BEGIN INFORMATION SUPPLIED

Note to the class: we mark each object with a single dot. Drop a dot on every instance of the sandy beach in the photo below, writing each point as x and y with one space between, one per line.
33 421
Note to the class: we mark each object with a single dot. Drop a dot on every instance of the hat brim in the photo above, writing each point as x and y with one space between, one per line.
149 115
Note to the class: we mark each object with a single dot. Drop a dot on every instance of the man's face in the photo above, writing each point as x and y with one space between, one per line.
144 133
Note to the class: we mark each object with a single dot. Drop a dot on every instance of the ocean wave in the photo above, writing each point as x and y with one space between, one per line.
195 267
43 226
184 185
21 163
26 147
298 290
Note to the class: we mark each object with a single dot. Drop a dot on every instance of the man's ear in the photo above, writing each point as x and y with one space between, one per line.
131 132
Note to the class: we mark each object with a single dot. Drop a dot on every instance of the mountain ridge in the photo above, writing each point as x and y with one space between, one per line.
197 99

END INFORMATION SUPPLIED

Exactly reproduce every line of the data above.

Note to the class: we mark each object with a single dot. Drop a dot on every instance of the sandy beach in the photo below, writing each point as x and y with one space between, one per line.
33 421
Note to the class: we mark each object with a single dot. Drop a dot on every instance of the hat brim in the photo above, writing each point as x and y with one space between, one per line.
149 115
Note to the class: we mark each object with a single dot. Drop a dot on every instance of the man's face in the photo above, writing each point as x and y with one space between, one per line.
144 133
Note to the class: we mark each object with a single dot. Drop a dot on every instance of the ocean wave in the photo above, writing each point as x and y with one space between, one per line.
195 267
43 226
184 185
21 163
26 147
298 290
Note to the class: we mark each object with a single dot. Drop a dot on every instance of the man's ear in the photo above, writing each point as x and y with one space between, one per line.
131 132
Note to the class: we mark each object with a single dot. Drop a dot on every instance of the mountain ridge in the photo above, writing each point as x and y with one space between, one per line.
197 99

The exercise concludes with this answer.